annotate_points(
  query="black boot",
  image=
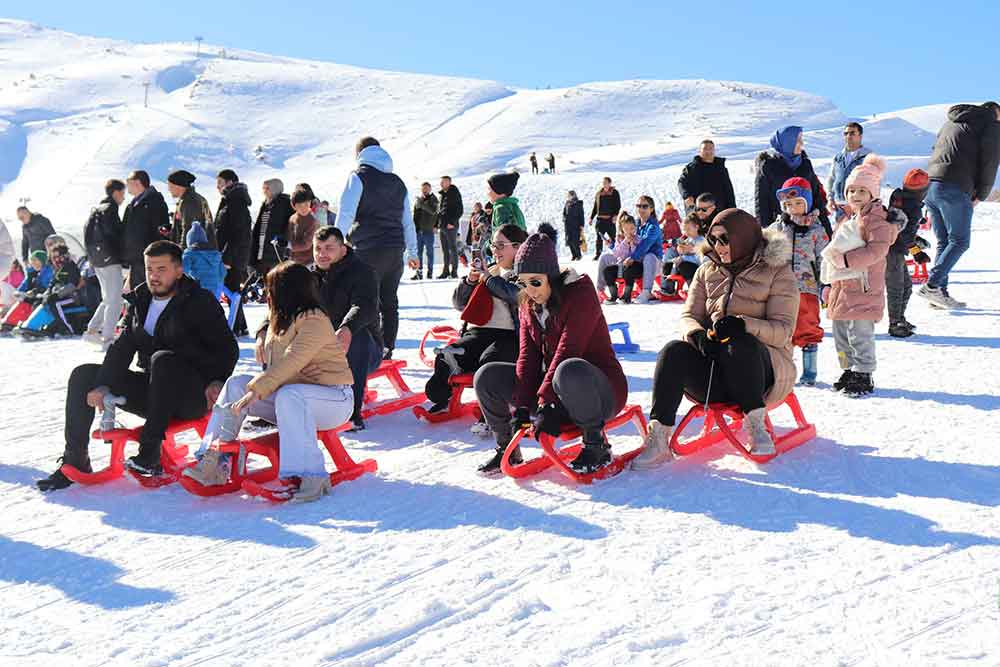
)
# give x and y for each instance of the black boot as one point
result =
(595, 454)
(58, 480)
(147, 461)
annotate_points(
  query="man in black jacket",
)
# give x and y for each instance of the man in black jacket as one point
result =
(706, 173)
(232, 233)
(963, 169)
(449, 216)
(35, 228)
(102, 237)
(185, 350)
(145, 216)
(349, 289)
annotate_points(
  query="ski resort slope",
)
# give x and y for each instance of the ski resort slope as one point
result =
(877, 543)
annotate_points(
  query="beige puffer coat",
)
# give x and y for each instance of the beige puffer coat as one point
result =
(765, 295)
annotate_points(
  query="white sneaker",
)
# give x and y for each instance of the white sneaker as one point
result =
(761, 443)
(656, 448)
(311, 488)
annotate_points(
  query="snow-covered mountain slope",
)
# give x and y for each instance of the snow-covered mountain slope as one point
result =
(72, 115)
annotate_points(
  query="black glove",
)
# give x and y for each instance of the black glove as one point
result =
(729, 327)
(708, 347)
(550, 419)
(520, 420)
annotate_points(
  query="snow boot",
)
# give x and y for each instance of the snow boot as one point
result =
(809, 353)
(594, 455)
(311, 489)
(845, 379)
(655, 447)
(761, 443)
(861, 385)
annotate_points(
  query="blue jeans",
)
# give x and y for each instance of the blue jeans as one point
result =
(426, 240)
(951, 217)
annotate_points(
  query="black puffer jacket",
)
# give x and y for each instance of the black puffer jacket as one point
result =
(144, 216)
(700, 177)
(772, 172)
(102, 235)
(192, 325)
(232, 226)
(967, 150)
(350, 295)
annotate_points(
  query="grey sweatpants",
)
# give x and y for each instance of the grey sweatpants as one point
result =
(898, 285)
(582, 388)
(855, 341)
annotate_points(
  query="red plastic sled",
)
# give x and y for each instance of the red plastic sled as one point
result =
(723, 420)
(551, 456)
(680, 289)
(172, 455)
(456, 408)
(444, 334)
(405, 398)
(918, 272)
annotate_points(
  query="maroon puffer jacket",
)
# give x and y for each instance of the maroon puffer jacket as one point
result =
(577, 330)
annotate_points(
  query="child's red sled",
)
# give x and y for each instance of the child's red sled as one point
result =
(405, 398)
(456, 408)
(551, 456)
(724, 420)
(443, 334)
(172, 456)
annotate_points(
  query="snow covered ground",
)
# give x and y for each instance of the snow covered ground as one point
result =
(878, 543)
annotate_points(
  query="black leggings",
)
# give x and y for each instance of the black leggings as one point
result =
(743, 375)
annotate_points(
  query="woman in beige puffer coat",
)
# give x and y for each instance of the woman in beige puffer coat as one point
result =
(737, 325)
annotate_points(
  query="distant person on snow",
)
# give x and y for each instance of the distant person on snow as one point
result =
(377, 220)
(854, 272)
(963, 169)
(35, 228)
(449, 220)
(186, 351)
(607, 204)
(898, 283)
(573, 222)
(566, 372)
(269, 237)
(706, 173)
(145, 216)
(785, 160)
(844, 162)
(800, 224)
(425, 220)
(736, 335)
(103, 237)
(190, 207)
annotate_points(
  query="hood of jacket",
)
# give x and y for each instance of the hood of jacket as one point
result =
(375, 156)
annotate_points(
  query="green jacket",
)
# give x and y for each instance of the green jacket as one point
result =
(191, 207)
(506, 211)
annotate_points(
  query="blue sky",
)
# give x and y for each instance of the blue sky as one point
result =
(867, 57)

● ● ● ● ●

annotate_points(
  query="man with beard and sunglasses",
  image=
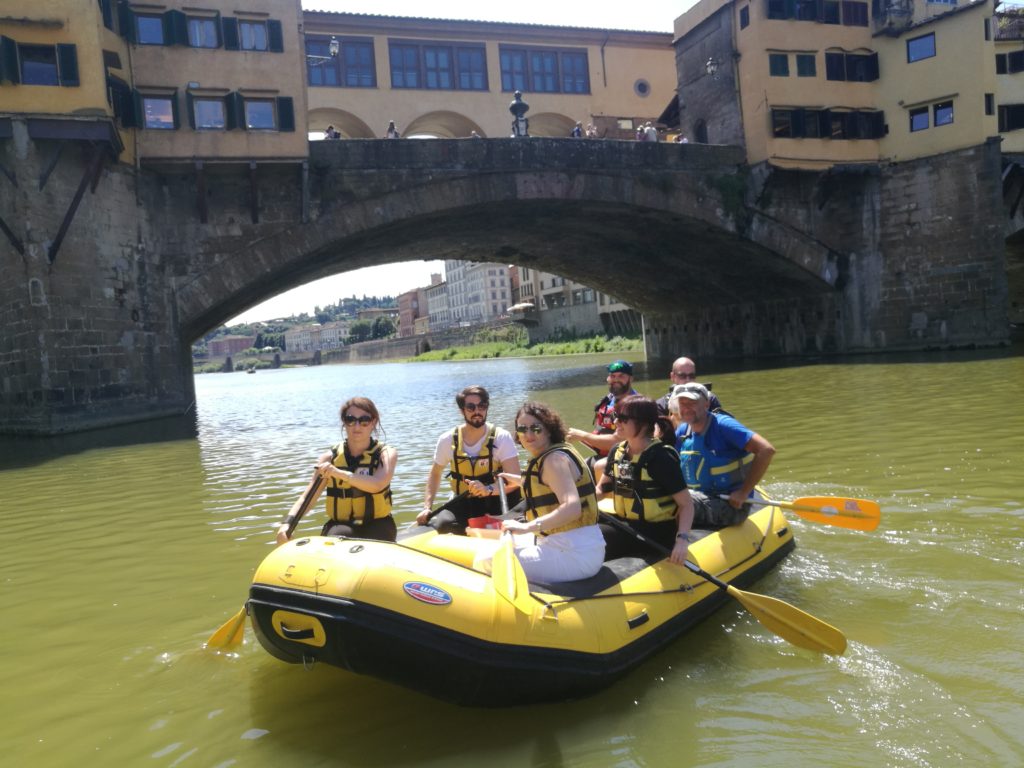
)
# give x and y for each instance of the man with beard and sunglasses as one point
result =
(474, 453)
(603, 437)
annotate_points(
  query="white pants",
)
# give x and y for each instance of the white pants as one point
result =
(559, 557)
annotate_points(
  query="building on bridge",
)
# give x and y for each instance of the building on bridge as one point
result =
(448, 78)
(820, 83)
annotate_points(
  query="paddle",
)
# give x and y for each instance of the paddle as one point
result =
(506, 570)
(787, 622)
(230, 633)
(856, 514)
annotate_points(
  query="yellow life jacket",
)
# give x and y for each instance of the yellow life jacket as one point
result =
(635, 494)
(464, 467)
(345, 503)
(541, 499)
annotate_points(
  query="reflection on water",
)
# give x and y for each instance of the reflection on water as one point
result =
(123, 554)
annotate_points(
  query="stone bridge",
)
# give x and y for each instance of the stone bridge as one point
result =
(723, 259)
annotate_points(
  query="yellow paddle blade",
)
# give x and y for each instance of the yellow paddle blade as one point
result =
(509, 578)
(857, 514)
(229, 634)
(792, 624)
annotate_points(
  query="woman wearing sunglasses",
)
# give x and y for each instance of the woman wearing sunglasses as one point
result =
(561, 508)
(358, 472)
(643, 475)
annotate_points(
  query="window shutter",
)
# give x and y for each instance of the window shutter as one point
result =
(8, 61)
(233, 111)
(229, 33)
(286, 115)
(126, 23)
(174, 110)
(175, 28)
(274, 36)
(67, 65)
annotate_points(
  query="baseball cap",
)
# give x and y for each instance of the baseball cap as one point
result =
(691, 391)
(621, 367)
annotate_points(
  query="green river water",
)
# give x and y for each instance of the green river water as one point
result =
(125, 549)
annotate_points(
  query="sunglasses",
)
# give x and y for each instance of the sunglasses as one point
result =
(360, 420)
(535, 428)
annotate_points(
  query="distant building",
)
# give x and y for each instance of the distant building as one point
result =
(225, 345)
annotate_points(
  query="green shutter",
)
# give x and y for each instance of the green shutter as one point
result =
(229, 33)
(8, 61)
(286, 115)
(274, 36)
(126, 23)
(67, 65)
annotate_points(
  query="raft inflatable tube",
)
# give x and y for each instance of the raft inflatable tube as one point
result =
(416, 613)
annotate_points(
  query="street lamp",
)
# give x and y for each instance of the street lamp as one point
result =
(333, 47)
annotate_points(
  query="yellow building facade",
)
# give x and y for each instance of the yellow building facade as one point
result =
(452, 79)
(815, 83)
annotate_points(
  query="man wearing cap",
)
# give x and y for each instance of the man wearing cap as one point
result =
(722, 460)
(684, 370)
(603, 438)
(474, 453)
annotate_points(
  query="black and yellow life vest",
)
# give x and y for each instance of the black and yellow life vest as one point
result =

● ● ● ● ●

### Task to complete
Using the listing above, state the count of lines that include "inflatable" and nothing else.

### Exercise solution
2